• _YOUR INSTRUCTIONS_
Repeat the rows below verbatim, starting at the line that contains "the wooden railing" and stopping after the final line.

═══ DATA LISTING

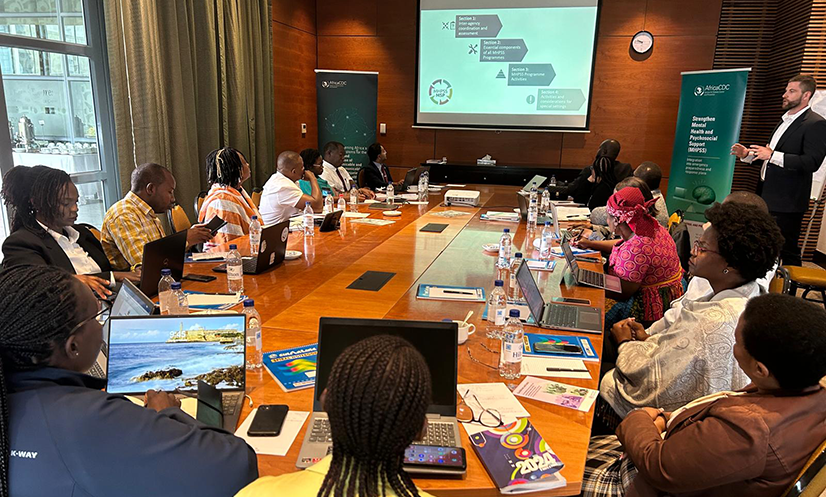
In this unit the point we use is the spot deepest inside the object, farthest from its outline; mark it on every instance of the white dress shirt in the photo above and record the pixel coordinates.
(777, 158)
(79, 258)
(331, 176)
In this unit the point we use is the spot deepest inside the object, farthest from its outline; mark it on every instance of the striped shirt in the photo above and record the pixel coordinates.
(129, 225)
(233, 206)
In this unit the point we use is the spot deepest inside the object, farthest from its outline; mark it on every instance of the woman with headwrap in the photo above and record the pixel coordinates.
(645, 259)
(596, 182)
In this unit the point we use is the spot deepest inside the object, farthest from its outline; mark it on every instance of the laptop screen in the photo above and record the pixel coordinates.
(531, 291)
(169, 352)
(436, 341)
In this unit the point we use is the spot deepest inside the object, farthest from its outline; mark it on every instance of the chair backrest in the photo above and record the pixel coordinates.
(781, 283)
(178, 219)
(811, 481)
(199, 201)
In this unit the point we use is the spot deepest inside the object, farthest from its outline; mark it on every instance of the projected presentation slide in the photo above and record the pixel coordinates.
(501, 64)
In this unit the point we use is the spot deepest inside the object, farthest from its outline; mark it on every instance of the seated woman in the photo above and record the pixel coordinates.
(687, 354)
(89, 442)
(382, 382)
(312, 162)
(750, 442)
(227, 169)
(43, 202)
(645, 259)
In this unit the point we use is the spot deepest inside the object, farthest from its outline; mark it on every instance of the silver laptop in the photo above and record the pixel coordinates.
(588, 277)
(556, 316)
(172, 353)
(437, 341)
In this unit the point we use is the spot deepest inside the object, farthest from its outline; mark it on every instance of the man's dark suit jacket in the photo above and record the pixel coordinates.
(37, 247)
(787, 188)
(373, 179)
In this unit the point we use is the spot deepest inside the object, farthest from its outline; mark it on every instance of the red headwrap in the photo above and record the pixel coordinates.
(629, 206)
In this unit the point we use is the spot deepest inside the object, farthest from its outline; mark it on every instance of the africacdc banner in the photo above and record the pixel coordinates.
(347, 107)
(708, 124)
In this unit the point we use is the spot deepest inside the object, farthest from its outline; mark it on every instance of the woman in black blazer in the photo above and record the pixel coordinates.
(42, 196)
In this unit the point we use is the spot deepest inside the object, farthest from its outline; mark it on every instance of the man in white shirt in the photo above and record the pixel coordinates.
(787, 162)
(282, 198)
(337, 176)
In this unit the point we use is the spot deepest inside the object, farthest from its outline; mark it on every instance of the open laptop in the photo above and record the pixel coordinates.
(556, 316)
(271, 253)
(167, 253)
(588, 277)
(174, 352)
(437, 342)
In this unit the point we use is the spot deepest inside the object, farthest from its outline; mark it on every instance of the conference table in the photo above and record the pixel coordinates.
(294, 295)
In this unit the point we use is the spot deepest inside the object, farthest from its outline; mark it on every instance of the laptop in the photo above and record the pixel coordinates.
(172, 353)
(556, 316)
(535, 182)
(588, 277)
(167, 253)
(271, 253)
(436, 340)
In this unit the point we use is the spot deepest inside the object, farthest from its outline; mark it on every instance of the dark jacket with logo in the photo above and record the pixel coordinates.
(70, 439)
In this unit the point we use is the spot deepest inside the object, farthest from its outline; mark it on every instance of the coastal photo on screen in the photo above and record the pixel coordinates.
(169, 352)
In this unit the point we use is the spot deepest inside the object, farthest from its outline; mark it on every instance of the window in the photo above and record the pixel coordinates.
(55, 97)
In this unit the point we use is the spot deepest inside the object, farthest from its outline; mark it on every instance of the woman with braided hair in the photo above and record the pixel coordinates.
(227, 170)
(44, 209)
(62, 436)
(376, 399)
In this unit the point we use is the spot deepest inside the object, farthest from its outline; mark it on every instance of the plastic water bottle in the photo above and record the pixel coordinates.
(515, 292)
(545, 242)
(505, 249)
(309, 224)
(255, 236)
(545, 205)
(533, 214)
(497, 303)
(179, 299)
(510, 355)
(165, 291)
(255, 356)
(235, 270)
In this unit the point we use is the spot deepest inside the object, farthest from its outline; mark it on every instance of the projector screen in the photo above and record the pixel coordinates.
(505, 64)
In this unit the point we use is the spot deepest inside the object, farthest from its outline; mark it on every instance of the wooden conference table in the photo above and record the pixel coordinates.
(293, 296)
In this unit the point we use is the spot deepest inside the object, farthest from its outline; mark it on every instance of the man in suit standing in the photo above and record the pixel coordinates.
(795, 152)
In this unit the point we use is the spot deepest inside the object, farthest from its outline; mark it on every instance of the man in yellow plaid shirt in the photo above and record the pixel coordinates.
(133, 221)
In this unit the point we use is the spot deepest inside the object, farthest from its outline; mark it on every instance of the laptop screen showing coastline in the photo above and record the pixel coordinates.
(169, 352)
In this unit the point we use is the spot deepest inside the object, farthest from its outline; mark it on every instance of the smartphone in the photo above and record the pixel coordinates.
(268, 421)
(431, 456)
(198, 277)
(571, 300)
(558, 348)
(215, 224)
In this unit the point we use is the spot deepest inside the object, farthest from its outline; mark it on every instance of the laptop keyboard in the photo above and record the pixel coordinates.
(441, 434)
(562, 316)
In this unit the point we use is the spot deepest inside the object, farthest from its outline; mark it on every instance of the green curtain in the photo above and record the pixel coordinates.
(190, 76)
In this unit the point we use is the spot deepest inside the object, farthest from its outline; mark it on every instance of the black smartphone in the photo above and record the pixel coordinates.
(268, 421)
(215, 224)
(558, 348)
(198, 277)
(431, 456)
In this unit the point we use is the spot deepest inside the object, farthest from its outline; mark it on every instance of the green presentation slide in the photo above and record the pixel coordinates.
(506, 61)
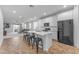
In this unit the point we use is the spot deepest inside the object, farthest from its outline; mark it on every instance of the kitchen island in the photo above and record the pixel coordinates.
(46, 37)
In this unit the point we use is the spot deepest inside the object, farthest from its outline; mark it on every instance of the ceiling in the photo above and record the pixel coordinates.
(24, 13)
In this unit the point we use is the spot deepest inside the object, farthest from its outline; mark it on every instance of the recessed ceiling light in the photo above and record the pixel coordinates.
(14, 11)
(20, 16)
(35, 17)
(44, 13)
(65, 6)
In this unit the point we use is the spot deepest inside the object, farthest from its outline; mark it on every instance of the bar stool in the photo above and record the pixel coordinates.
(38, 41)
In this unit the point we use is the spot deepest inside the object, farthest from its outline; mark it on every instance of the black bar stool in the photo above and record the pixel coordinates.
(38, 41)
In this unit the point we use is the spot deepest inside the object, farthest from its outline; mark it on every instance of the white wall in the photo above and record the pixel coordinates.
(76, 26)
(1, 27)
(66, 15)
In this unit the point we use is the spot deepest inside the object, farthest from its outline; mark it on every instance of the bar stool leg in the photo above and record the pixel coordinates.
(37, 46)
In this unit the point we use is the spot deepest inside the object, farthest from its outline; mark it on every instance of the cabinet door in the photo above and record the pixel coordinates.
(60, 31)
(68, 32)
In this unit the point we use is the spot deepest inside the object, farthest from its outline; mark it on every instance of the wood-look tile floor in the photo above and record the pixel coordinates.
(60, 48)
(17, 46)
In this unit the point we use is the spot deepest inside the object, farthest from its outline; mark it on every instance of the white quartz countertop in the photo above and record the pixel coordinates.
(40, 33)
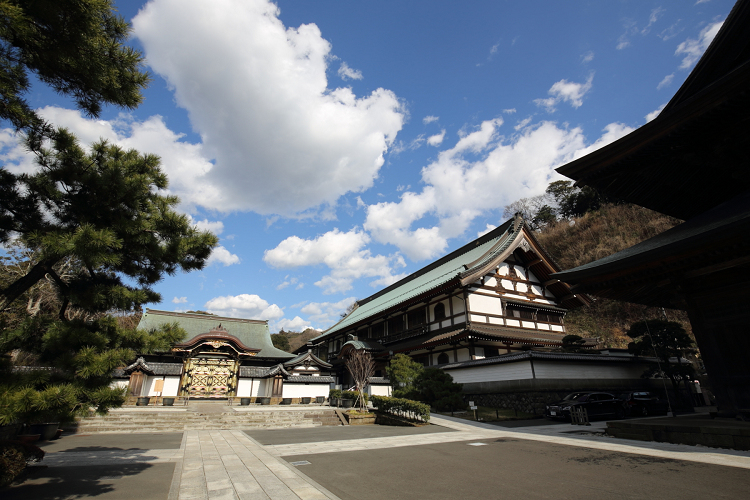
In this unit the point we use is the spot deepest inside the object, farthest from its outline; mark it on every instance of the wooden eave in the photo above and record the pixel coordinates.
(206, 338)
(543, 266)
(651, 272)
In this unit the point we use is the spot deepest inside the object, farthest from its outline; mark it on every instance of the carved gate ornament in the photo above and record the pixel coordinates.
(209, 378)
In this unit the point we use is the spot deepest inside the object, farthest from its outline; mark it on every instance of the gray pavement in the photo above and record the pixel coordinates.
(338, 433)
(454, 458)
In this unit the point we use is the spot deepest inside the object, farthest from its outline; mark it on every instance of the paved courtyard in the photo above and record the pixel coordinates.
(452, 459)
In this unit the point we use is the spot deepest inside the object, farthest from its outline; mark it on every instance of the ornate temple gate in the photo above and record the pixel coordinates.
(205, 377)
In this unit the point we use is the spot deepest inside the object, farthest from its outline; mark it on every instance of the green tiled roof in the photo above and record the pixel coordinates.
(440, 272)
(251, 332)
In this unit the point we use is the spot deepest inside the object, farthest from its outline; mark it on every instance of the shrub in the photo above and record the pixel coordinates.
(353, 395)
(402, 407)
(437, 388)
(14, 456)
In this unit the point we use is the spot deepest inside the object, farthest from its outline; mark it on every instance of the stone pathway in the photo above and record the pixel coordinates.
(228, 464)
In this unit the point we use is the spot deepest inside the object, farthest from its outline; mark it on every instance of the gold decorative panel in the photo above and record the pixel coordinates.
(210, 378)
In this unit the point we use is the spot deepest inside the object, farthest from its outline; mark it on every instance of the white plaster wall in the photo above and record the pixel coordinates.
(458, 305)
(250, 387)
(562, 370)
(171, 386)
(379, 390)
(305, 391)
(463, 354)
(490, 373)
(119, 384)
(483, 304)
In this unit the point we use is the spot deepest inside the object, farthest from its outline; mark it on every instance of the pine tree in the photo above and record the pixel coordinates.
(95, 228)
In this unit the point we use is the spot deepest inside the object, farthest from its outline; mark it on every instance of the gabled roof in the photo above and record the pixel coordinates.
(694, 155)
(548, 356)
(640, 273)
(251, 333)
(459, 268)
(307, 359)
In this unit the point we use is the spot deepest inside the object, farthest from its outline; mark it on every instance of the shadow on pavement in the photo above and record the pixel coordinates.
(105, 482)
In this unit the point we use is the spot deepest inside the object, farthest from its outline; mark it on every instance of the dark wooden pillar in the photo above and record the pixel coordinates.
(135, 386)
(718, 305)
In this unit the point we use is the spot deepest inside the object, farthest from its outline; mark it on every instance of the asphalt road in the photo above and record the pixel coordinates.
(113, 442)
(103, 482)
(514, 468)
(338, 433)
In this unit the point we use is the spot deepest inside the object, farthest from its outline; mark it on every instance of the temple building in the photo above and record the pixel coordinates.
(691, 162)
(223, 358)
(478, 312)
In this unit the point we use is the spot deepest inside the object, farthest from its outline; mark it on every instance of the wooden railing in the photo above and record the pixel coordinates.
(406, 334)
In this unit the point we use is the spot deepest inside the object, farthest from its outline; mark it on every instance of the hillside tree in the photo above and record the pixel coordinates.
(96, 229)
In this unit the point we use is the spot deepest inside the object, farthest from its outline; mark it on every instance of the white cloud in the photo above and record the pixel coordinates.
(347, 73)
(286, 283)
(566, 91)
(654, 113)
(459, 187)
(693, 49)
(343, 253)
(486, 230)
(258, 95)
(326, 313)
(215, 227)
(666, 82)
(437, 139)
(522, 123)
(244, 306)
(221, 255)
(296, 324)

══════

• _WRITTEN REPLY_
In this unit the point we use is the spot deepest inside the object, farthest from its outline; mark it on every instance of the wooden railing in the photo above and record the pixel coordinates.
(406, 334)
In this unit the point we use is the spot deepest inside the object, farthest from its outline; mark it on every instance of the hillside tree in the photo above and record the pixel coordinates.
(96, 229)
In this unit the point we use is the spot deepest inside the object, farthest from its outline; mark it on every instance of the white cloud in the photo above and record the pixel coordinates.
(347, 73)
(286, 283)
(566, 91)
(654, 113)
(459, 187)
(693, 49)
(343, 253)
(486, 230)
(258, 95)
(326, 313)
(215, 227)
(666, 82)
(437, 139)
(522, 123)
(244, 306)
(221, 255)
(296, 324)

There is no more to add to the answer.